> [Jobs]:
**1.** Summarize the passage on the Haas Formula One team in two sentences.
**2.** Retype the part of the passage on the Haas Formula One team that opens with the words containing "Following the collapse" and closes with "for their operations.".
**3.** Answer these questions from the passage on the Haas Formula One team:
(a) Which Italian manufacturer did Haas approach to build its chassis?
(b) Which Ferrari car did the car Haas brought to winter testing in 2018 strongly resemble?
(c) In what month and year did Renault and McLaren present concerns over Haas F1's B-team approach?

> [Passage shown]:
☆ ☆ ☆ ☆ ☆ ☆ ☆
Following the collapse of Marussia F1 during the  season and the auctioning of their assets, Haas purchased the team's Banbury headquarters to serve as a forward base for their operations.

Unrestricted by testing regulations until the time the team actually entered Formula One, Haas shook its new car down in December 2015 ahead of official pre-season testing at Barcelona in early 2016. Haas approached Italian manufacturer Dallara to build their chassis, with a power unit supplied by Ferrari. Former Jaguar and Red Bull Racing technical director Guenther Steiner is the team principal. Haas confirmed its new car had passed the mandatory FIA crash tests in January 2016.

Relationship with Ferrari 
Haas's approach of establishing a far-reaching partnership with Ferrari was met with a mixed response from the paddock. The constructor was applauded for pioneering a low-cost model that would allow new teams to enter the sport and be competitive, which had been of concern to the sport for some years. Conversely, Haas's approach was criticized by smaller, privateer teams who had invested in their own infrastructure and expressed concerns about the close relationship between manufacturers and satellite constructors handing more political power to the sport's larger constructors.

In 2018 Haas again came under fire from competitors after arriving at winter testing with a car that strongly resembled the Ferrari SF70H, Ferrari's 2017 car. Competitors McLaren and Force India both criticized the partnership between Ferrari and Haas. While no official grievance has been filled with the FIA, McLaren boss Zak Brown has questioned the relationship.

During  rule discussions in April 2019, concerns over Haas F1's B-team approach were presented by Renault and McLaren. F1 Director of Motorsports Ross Brawn said that he wants to protect and enhance the model for the foreseeable future as it allows teams with smaller budgets to enter the sport.
☆ ☆ ☆ ☆ ☆ ☆ ☆
> [Supplied data]:
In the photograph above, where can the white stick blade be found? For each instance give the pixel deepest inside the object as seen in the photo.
☆ ☆ ☆ ☆ ☆ ☆ ☆
> [Answers in order]:
**1.** Haas bought the Banbury headquarters of the collapsed Marussia F1 team, had Dallara build its chassis with a Ferrari power unit, and shook its new car down in December 2015. Its close partnership with Ferrari was praised as a low-cost way for new teams to enter the sport but was criticized by rivals including McLaren, Force India and Renault, while Ross Brawn said he wants to protect and enhance the model.

**2.**
Following the collapse of Marussia F1 during the  season and the auctioning of their assets, Haas purchased the team's Banbury headquarters to serve as a forward base for their operations.

**3.**
(a) Dallara
(b) The Ferrari SF70H, Ferrari's 2017 car
(c) April 2019